**Directions for this task**
Return the line containing "[mark] brown wooden" and all lines after it exactly; stop at the end of the material.

**Stored data**
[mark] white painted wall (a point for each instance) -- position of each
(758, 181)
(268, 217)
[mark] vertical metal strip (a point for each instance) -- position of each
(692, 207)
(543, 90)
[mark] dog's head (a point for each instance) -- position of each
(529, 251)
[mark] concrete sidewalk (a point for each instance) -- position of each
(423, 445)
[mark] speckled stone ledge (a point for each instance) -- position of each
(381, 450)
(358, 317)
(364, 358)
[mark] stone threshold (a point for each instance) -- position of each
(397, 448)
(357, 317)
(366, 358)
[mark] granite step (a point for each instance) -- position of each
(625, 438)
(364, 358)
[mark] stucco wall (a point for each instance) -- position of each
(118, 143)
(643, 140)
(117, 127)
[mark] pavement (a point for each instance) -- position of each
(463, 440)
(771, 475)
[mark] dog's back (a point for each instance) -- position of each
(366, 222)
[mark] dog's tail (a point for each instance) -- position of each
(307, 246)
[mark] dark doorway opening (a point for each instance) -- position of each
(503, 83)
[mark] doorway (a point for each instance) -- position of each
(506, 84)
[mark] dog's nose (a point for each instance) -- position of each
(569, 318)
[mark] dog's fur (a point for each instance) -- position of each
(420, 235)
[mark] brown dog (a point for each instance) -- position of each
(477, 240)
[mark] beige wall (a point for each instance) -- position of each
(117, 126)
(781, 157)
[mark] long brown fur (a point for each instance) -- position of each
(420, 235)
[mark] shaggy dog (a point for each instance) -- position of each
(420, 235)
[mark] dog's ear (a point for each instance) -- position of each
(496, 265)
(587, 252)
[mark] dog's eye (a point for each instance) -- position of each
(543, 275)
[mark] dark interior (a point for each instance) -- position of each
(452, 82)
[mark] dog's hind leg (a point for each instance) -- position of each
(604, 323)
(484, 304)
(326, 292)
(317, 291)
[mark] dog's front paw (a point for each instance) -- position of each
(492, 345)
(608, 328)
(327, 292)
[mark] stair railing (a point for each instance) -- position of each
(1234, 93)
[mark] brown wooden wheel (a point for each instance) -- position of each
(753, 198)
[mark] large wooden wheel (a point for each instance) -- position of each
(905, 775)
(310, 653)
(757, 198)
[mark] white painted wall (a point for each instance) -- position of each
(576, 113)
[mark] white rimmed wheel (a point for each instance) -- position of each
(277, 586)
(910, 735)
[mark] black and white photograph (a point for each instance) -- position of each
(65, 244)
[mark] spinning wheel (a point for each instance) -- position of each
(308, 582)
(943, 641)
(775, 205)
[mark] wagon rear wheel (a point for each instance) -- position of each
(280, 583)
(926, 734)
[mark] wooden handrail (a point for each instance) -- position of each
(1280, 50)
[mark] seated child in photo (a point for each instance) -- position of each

**Output below**
[mark] brown wooden wheel (a point for each instance) -- position of each
(753, 198)
[mark] large wooden wheel (a point for each instance) -- position of each
(905, 775)
(310, 653)
(757, 198)
[mark] white painted wall (a point for each instance) -- position of each
(576, 113)
[mark] white rimmed wheel (a point for each instance) -- position of each
(277, 586)
(910, 735)
[mark] black and white photograph (a point for each instance) -- position of each
(65, 244)
[mark] spinning wheel (a point for each instance) -- position of each
(308, 582)
(943, 641)
(775, 205)
[mark] wagon rear wheel (a point for each instance) -- position of each
(280, 583)
(926, 734)
[mark] wooden handrail (a point for each instance) -- position of each
(1280, 50)
[mark] seated child in photo (a point for each instance) -- position of each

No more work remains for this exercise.